--- Quoted passage ---

========================================

Athens Board of Election Board Member Aundrea Carpenter-Colvin said other polling locations were also temporarily, and in some cases permanently, moved due to unavailability, parking and traffic lot concerns and misuse of polling equipment and capacity.

However, Carpenter-Colvin said the Board of Elections received the most calls with questions about the new Rome and Carthage Township polling site.

There must be yearly inspections on voting sites to ensure the polling locations meet the Americans with Disabilities, or ADA, Act of 1990 law. During the inspection of Federal Hocking Middle School for the Aug. 8 election, it was determined that the school did not meet the guidelines, Carpenter-Colvin said.

Cole Patterson | Director of Multimedia

One of the major issues was a 2% cross slope which makes it difficult for people in wheelchairs to easily enter and exit the building. Another key issue was parking compliance; all parking spaces, including handicapped spots, were not wide enough, Carpenter-Colvin said.

She contacted the middle school about moving the polling to a different area in the building, but the school could not meet the requested accommodations.

Carpenter-Colvin spoke with school board members, Rome Township trustees and the Federal Valley Resource Center to find the next best location for the residents of Rome and Carthage Township.

The board had considered Carthage’s Volunteer Fire Department in the past – four years ago – but at the time the site did not meet ADA regulations. Since then, the facility has made renovations and improvements to achieve ADA compliance.

When determining where to move the polling location for the Aug. 8 election, the fire department was brought into question. An accessibility coordinator reevaluated the facility and said it met ADA guidelines with 100% compliance.

Carpenter-Colvin said the Board of Elections board members voted Wednesday, June 21, to affirm the new polling location. She said announcements were made on Thursday, June 22. Posts about the change were made on Facebook and the homepage of the Athens County Board of Elections website, and postcards were also sent.


The Athens City Commission on Disabilities is a committee whose purpose is to provide a means for the concerns of people with disabilities. Each year the ADA evaluates polling locations based on the committee’s guidelines to ensure all voters are given the same equitable experience while voting.

Dianne Bouvier, vice chair of the committee, and Allyson Hughes, secretary of the committee, were not responsible for determining that the precinct location in Rome and Carthage Township did not meet ADA’s guidelines, but they did speak about their thoughts and concerns with the unexplained polling location change.

========================================

--- Record list ---
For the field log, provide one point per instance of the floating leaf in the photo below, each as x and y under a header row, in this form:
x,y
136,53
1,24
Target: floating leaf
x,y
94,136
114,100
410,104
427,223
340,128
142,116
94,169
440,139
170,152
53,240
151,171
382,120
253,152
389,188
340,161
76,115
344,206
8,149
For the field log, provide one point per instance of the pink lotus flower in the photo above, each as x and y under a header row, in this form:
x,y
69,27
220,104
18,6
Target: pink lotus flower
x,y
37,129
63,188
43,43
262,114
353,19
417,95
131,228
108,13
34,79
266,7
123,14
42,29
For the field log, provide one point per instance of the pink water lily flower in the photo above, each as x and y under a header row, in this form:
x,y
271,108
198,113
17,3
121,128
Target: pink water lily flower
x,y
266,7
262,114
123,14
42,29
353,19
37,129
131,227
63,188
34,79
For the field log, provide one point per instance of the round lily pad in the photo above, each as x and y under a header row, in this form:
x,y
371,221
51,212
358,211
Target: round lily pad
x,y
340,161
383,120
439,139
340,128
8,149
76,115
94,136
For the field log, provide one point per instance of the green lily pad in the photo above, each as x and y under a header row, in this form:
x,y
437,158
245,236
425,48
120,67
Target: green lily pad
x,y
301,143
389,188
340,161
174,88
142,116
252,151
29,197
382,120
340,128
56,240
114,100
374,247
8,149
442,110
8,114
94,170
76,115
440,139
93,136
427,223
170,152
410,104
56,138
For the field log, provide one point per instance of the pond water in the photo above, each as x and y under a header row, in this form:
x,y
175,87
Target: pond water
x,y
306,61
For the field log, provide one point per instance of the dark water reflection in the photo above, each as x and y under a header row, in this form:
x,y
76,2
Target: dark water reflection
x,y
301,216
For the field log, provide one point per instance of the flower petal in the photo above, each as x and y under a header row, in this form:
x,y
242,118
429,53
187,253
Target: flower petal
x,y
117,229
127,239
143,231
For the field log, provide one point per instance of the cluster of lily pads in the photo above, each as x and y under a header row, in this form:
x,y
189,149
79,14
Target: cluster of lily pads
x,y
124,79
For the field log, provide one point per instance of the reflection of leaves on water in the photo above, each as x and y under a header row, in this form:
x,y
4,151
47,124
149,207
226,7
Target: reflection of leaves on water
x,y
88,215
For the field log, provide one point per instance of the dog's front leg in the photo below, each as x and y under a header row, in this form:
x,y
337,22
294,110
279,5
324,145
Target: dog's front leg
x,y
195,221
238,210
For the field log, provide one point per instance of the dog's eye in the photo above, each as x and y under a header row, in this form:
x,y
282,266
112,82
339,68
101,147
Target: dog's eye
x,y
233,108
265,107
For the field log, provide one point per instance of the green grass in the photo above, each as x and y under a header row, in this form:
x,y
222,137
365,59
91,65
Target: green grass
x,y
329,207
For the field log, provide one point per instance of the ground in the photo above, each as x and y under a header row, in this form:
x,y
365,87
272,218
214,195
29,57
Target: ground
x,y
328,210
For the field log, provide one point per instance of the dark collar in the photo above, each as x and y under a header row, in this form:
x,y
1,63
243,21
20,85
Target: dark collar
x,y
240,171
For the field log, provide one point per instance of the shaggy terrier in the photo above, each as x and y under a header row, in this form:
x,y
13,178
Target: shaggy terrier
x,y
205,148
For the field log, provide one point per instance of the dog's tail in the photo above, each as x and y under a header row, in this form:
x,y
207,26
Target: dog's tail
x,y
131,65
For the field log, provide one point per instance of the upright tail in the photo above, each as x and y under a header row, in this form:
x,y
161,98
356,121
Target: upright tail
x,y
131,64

========================================

--- Required tasks ---
a) Answer these questions from the article on the Rome and Carthage Township polling site:
(i) What slope problem was found at Federal Hocking Middle School?
(ii) On what day did the Board of Elections members vote to affirm the new polling location?
(iii) What positions on the committee do Dianne Bouvier and Allyson Hughes hold?
b) Carry on the article about the Rome and Carthage Township polling site from its last sentence.

--- Exercise answers ---
a)
(i) A 2% cross slope, which makes it hard for people in wheelchairs to enter and exit the building.
(ii) Wednesday, June 21.
(iii) Dianne Bouvier is vice chair and Allyson Hughes is secretary.

b)
Hughes said it is a “huge red flag” that voters were only notified within one month before the election and that Google and Apple Maps were giving different locations and directions.

“For those with intellectual differences, this can be confusing,” Bouvier said. “It’s confusing and unclear when different websites are showing different locations for voting.”

Additionally, some browsers do not designate Carthage Township Volunteer Fire Department as a verified organization, stating, “Some users are reporting that this business does not exist.”

“It’s confusing and unclear when different websites are showing different locations for voting.” -Dianne Bouvier

However, with the slope of the sidewalk entrance at Federal Hocking Middle School being at 2%, it does prove to be a challenging barrier for those with physical disabilities, so a change needed to be made, Bouvier said.

“Having a 2% cross slope is scary for a person in a wheelchair,” Bouvier said.

Bouvier said this is not the first time Athens County has experienced confusing voting issues. She acknowledged that voting is better than it has been in previous years, but she also has experienced confusion with her polling location.

“It seems like they’re creating more barriers, and the perception is that they are making it harder to vote,” Bouvier said.

When Bouvier and Hughes found out that Carthage’s Volunteer Fire Department was given a 100% ADA-compliant score, they were surprised. They decided to visit the location to see for themselves.

The women set off to the fire department, and to their surprise, they were impressed by the voting location, in terms of access, Bouvier said.

Though they did not give the fire department an official score when they visited, Bouvier acknowledged it had a van-accessible parking space, a level concrete sidewalk to the entrance and the door has a button actuator and signage.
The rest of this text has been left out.